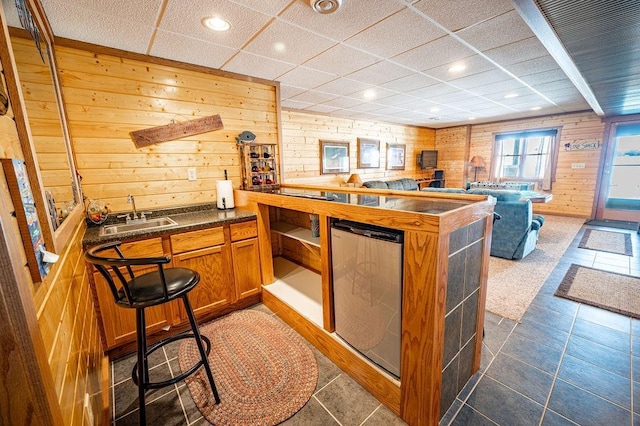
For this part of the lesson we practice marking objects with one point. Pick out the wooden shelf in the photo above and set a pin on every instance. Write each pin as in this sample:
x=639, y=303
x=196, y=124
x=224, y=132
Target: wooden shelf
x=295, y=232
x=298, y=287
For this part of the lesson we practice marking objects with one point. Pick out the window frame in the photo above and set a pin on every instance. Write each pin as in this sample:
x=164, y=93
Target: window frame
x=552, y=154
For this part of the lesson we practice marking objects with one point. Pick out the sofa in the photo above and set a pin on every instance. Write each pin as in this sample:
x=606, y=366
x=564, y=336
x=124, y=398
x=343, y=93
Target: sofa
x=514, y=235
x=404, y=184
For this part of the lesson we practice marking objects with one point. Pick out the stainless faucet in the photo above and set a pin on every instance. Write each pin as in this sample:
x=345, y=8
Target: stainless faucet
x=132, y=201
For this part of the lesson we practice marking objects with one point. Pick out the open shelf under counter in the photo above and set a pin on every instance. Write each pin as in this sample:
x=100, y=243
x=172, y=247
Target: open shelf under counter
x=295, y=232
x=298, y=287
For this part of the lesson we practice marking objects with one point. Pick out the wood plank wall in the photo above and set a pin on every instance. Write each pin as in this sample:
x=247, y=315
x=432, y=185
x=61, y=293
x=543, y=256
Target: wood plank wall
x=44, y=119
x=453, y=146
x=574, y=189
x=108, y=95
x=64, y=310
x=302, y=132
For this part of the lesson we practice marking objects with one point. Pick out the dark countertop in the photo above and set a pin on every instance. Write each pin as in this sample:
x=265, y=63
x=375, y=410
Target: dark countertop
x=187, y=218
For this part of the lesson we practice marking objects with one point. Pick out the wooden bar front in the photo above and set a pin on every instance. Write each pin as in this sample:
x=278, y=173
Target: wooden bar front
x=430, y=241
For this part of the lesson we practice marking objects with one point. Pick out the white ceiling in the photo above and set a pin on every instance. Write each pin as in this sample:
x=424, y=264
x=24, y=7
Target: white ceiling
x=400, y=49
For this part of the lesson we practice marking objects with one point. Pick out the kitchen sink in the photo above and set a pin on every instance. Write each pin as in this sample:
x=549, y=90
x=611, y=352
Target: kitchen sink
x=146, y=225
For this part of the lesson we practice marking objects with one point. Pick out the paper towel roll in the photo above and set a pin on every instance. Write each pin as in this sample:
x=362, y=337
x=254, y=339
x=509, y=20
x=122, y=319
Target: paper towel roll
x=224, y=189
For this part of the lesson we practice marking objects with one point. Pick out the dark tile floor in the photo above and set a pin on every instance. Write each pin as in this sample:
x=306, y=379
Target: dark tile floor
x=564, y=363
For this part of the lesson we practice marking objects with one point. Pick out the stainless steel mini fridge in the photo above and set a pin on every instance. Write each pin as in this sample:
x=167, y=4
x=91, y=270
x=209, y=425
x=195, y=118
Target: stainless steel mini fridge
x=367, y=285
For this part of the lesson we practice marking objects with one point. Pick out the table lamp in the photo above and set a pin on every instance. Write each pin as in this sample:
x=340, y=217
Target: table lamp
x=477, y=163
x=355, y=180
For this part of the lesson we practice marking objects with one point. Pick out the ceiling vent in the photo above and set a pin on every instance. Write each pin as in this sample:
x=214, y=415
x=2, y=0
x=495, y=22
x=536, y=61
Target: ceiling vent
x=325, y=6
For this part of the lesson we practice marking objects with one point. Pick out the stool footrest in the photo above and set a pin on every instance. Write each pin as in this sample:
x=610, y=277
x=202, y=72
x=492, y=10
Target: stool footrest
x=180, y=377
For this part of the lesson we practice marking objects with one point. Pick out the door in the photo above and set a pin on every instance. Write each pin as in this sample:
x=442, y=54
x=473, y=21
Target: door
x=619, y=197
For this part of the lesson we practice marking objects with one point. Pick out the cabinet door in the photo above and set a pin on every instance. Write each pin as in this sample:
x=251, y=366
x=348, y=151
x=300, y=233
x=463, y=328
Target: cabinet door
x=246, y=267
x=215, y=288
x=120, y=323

- **Set problem**
Rewrite everything in the records from the line containing "out the white" down to the line containing "x=224, y=189", changing every "kitchen sink" to "bathroom sink" and leaving the rest as it is. Return only those lines.

- **Complete response**
For this part of the lesson we practice marking objects with one point. Pick out the white ceiling in the photo above and set a pin on every instance. Write each pin as in this sample:
x=424, y=264
x=24, y=7
Target: white ceiling
x=400, y=49
For this part of the lesson we practice marking objects with one point. Pick out the bathroom sink in the photo above and set a pin on every instance. Write each pin as in this sample:
x=549, y=90
x=611, y=352
Target: bathroom sink
x=146, y=225
For this part of the lesson we practice marking objects with one point. Pick out the paper towel roll in the photo above and set a pin on every instance. Write each pin as in this sample:
x=362, y=337
x=254, y=339
x=509, y=20
x=122, y=319
Target: paper towel roll
x=224, y=189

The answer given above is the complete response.